▶ **WHAT YOU WILL DO**:
Lines below starting with the line with "308V302H136L119 306L117 309L125" and going on through the line with "positive clicks: (132, 312) (129, 313)" must be output exactly; the rest of the records must be left out.

▶ **WORKING DATA**:
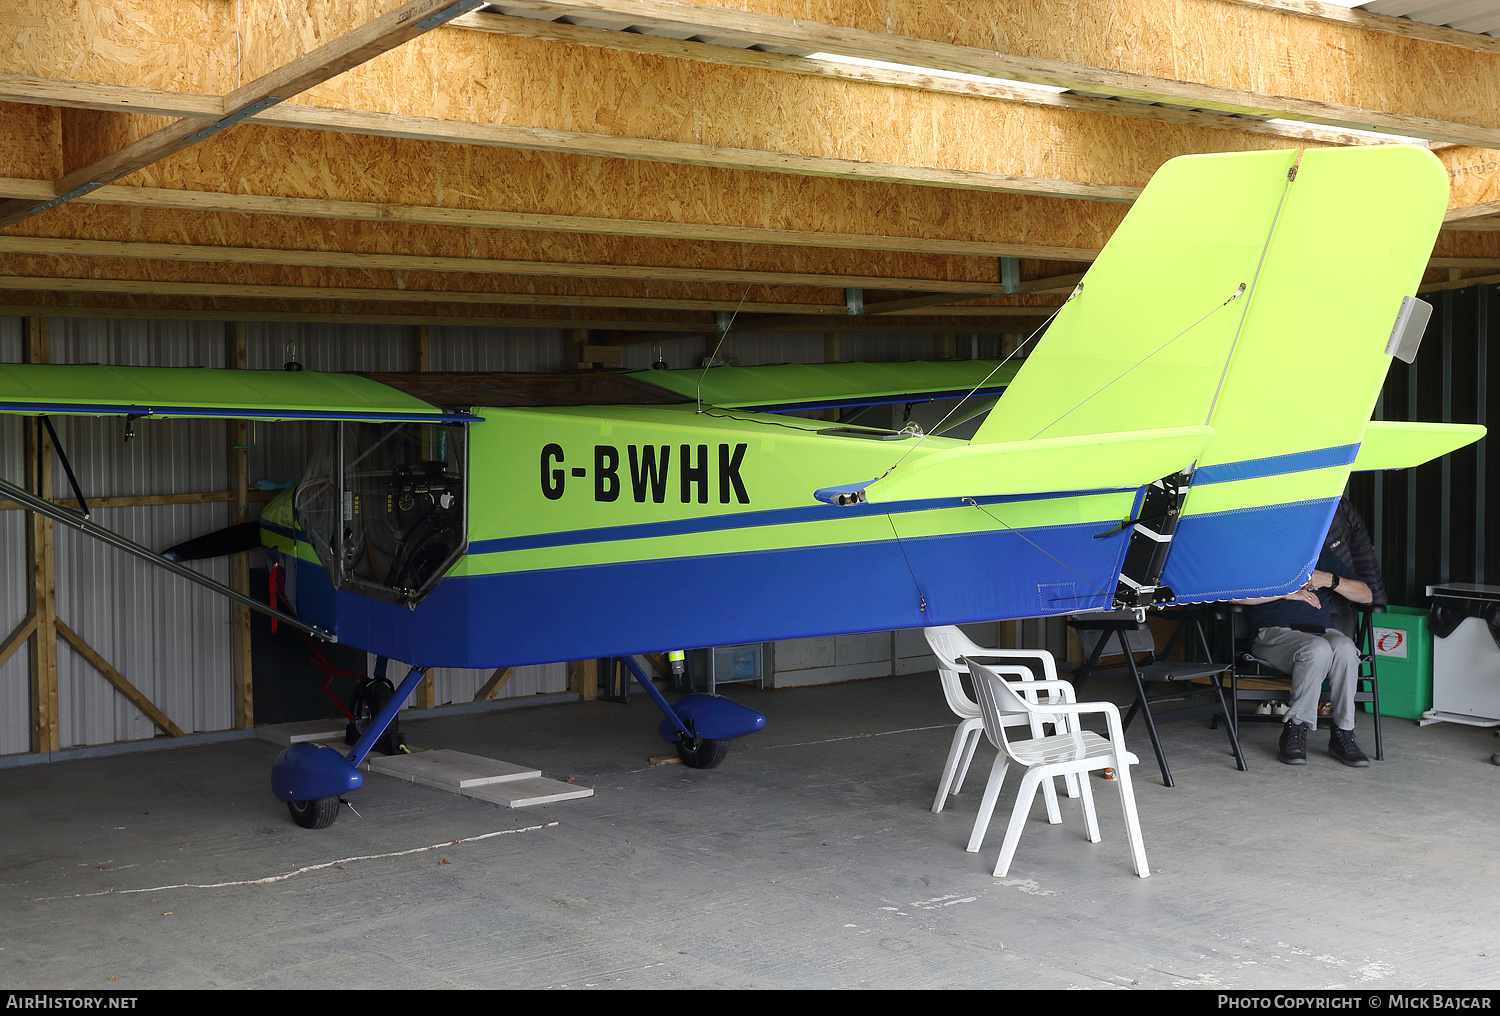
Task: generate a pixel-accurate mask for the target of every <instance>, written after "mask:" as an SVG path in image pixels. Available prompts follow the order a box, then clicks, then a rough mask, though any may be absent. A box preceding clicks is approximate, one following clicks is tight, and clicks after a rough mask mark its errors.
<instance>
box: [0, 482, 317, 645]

==

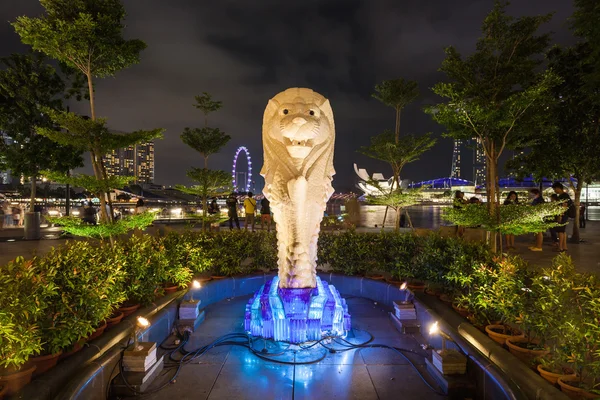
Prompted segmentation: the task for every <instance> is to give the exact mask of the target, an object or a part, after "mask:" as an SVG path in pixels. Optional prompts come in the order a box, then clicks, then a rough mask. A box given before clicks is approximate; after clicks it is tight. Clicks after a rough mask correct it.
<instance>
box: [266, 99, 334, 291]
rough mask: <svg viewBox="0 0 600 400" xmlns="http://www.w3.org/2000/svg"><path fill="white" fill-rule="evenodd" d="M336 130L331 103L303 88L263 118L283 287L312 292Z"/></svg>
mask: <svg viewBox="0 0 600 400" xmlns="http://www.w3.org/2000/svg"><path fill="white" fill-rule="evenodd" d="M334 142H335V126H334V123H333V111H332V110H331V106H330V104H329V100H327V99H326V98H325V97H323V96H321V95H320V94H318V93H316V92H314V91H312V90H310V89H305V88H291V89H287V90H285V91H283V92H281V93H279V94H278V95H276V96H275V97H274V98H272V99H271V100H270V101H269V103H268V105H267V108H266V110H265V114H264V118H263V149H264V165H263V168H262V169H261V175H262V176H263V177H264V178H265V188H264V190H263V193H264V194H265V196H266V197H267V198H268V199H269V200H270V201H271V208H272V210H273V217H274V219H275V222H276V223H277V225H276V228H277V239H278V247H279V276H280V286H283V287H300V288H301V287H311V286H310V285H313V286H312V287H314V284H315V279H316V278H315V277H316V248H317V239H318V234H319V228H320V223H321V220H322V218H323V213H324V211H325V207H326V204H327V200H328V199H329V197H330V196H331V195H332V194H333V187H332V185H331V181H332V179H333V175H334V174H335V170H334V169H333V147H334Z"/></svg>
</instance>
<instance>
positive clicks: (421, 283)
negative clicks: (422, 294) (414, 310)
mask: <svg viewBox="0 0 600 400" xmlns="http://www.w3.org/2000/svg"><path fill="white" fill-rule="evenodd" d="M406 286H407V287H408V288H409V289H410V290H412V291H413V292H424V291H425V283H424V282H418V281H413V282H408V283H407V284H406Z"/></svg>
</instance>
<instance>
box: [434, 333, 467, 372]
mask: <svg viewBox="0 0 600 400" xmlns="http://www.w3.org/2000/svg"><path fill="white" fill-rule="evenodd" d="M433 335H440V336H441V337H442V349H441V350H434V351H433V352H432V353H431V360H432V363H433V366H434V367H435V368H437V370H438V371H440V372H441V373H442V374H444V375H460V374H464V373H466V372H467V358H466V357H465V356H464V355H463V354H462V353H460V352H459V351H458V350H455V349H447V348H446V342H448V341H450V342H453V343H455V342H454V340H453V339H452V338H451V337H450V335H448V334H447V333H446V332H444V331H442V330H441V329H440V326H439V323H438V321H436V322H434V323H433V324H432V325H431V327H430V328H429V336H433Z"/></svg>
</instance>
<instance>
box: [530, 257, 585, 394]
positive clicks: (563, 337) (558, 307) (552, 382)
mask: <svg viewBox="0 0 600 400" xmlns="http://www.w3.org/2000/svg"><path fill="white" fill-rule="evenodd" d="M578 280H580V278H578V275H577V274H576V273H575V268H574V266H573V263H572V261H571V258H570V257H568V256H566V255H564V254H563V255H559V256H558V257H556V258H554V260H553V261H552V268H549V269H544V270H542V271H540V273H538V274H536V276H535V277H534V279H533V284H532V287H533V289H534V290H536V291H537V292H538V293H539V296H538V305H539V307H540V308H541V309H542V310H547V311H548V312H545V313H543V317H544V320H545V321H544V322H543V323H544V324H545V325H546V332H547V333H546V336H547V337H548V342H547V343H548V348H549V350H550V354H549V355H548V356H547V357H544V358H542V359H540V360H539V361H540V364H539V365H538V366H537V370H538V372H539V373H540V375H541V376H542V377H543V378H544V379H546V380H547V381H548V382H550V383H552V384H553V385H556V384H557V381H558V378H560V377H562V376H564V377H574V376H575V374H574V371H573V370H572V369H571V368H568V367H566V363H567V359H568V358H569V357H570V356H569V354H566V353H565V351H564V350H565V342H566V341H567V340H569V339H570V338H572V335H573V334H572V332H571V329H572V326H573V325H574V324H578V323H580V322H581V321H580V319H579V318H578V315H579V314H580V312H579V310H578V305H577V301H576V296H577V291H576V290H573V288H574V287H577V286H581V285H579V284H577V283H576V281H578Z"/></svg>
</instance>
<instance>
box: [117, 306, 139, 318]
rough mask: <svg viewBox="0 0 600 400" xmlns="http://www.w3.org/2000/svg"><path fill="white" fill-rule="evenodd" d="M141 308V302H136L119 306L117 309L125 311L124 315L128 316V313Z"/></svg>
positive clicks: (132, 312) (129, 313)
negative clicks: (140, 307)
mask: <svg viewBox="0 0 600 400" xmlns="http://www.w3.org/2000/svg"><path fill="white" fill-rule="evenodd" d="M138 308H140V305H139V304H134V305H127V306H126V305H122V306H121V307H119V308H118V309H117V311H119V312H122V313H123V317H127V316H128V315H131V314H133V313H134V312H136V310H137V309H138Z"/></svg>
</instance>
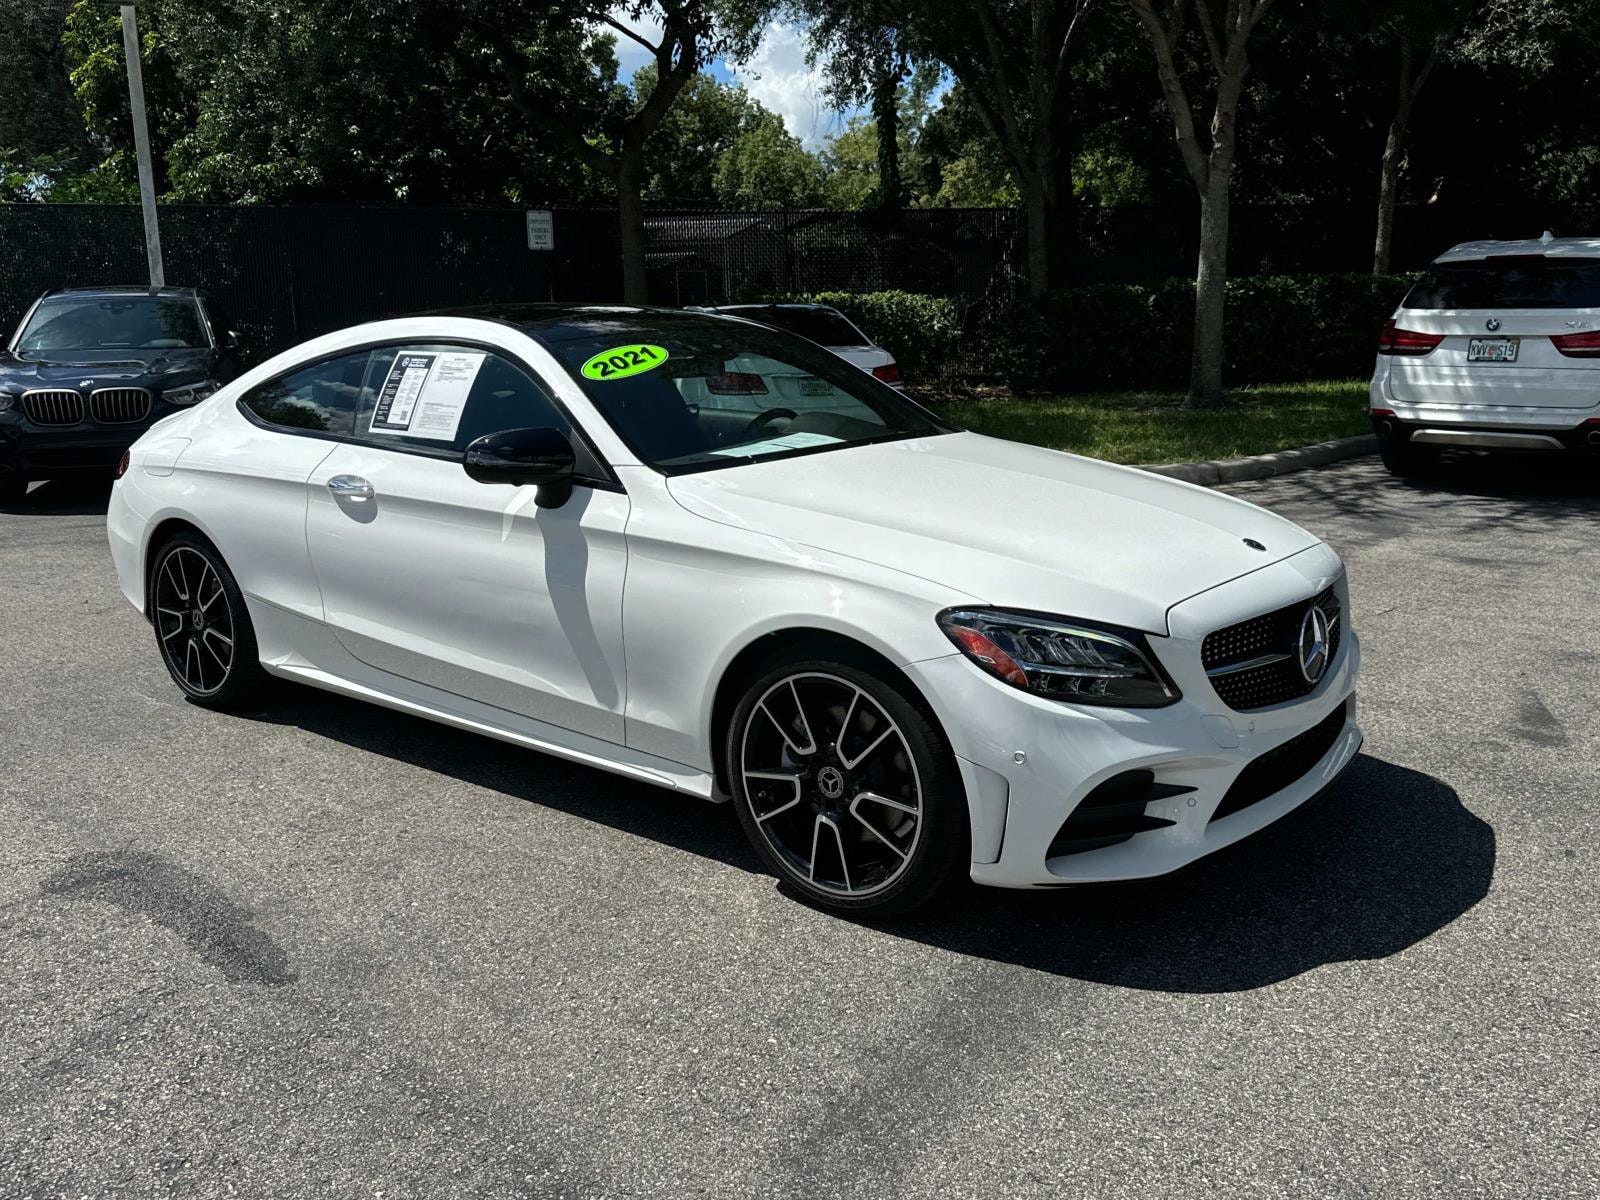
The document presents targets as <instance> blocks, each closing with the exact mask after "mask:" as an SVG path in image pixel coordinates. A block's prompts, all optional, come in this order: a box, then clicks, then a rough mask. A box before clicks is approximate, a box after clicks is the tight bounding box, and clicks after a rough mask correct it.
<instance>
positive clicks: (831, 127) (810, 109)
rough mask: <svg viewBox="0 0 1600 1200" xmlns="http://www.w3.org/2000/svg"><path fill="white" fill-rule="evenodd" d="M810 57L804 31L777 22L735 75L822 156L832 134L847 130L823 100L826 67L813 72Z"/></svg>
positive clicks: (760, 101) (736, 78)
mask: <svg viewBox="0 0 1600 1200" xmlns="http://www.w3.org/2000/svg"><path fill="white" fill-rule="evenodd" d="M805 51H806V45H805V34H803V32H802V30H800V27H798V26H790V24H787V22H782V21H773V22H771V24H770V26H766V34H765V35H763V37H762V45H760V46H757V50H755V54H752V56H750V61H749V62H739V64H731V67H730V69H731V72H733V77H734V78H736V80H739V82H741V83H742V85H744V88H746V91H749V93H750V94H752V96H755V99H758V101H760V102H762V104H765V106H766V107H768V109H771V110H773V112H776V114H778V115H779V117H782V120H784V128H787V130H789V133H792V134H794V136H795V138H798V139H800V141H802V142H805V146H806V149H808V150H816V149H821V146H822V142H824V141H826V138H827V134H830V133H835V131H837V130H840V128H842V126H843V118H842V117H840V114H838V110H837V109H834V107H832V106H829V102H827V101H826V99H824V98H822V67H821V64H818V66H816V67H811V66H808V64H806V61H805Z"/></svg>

▶ **ANSWER TO THIS TASK**:
rough mask: <svg viewBox="0 0 600 400" xmlns="http://www.w3.org/2000/svg"><path fill="white" fill-rule="evenodd" d="M141 308V302H136L119 306L117 309L125 311L124 315L128 316V313Z"/></svg>
positive clicks: (132, 312) (129, 313)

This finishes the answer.